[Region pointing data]
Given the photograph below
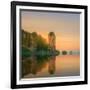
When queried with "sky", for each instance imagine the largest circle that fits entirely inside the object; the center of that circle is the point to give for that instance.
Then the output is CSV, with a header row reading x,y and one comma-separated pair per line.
x,y
65,25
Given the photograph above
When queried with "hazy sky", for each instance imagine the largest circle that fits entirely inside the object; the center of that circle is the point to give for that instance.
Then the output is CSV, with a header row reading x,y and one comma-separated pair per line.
x,y
66,27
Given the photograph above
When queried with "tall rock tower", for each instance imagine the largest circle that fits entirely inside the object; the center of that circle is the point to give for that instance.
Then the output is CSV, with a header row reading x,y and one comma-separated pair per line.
x,y
52,41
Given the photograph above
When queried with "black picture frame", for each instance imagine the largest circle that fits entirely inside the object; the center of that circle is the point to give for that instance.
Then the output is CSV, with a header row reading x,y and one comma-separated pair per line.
x,y
14,4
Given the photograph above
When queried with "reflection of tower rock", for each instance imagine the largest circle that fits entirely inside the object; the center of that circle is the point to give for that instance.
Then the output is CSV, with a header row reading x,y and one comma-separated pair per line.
x,y
51,67
52,40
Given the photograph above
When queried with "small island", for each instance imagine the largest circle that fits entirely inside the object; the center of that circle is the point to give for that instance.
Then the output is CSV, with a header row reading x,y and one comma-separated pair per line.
x,y
34,44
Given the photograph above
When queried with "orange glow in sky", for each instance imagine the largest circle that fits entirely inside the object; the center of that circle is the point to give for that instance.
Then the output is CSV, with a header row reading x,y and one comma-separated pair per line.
x,y
66,27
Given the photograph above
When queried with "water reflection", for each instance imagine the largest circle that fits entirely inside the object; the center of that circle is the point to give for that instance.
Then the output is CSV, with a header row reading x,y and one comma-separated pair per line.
x,y
34,64
50,66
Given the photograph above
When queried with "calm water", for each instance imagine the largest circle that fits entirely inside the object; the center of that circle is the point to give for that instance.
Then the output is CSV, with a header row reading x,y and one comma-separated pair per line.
x,y
62,65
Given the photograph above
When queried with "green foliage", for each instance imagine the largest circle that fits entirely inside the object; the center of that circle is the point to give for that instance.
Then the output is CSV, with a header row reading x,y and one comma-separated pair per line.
x,y
25,52
35,44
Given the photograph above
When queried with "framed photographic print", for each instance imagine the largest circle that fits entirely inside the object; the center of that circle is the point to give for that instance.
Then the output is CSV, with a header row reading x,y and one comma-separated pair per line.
x,y
49,44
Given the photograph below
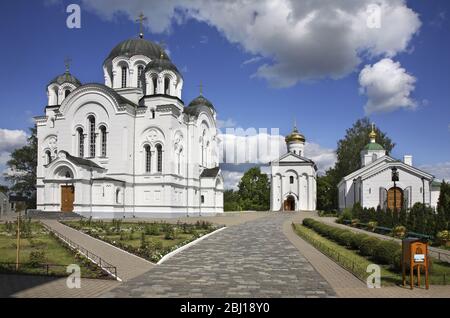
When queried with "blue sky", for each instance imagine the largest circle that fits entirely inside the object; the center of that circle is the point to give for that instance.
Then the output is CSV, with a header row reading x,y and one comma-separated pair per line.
x,y
314,87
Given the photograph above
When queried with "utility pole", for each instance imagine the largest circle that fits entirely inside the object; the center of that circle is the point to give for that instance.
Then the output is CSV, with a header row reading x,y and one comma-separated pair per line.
x,y
18,242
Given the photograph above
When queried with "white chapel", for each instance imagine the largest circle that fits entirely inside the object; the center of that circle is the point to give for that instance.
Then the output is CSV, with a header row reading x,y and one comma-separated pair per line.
x,y
293,178
372,184
128,147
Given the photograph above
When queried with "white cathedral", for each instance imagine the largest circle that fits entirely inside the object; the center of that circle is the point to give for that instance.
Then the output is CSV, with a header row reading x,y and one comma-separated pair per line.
x,y
293,178
130,147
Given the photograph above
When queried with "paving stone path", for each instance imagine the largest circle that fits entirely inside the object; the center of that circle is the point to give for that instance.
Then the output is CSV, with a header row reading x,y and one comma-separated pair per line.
x,y
253,259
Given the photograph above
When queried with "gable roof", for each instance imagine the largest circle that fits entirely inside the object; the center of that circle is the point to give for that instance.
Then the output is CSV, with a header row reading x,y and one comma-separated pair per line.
x,y
381,164
210,173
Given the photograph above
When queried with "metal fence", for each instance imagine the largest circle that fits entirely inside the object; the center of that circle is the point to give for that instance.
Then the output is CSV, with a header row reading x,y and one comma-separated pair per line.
x,y
106,266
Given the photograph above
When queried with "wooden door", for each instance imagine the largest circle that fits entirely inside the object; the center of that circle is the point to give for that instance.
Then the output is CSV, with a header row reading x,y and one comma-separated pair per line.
x,y
67,198
395,199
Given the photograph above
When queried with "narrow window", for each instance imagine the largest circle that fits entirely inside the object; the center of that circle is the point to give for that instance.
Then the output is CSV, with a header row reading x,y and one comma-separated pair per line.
x,y
148,159
124,77
48,157
104,140
140,70
166,86
91,136
155,85
179,162
159,151
80,143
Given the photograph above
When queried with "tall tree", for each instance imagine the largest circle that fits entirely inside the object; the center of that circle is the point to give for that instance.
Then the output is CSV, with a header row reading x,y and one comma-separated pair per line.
x,y
254,190
348,154
22,169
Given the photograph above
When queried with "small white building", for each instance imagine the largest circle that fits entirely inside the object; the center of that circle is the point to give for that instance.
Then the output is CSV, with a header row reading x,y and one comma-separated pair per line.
x,y
372,184
293,178
129,147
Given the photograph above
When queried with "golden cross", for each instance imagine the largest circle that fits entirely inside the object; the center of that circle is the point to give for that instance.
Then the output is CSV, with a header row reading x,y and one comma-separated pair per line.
x,y
67,62
201,88
140,20
163,46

Instructions for the task
From the data above, copy each line that has the string "water".

Answer to this exercise
When queried with "water reflection", for each instance imagine the largest circle that fits entirely inside the object; the center of that circle is the point to give for that instance.
When queried with "calm water", for each instance imagine the largest circle that fits entirely inside the object; the center of that circle is the point to give for that instance.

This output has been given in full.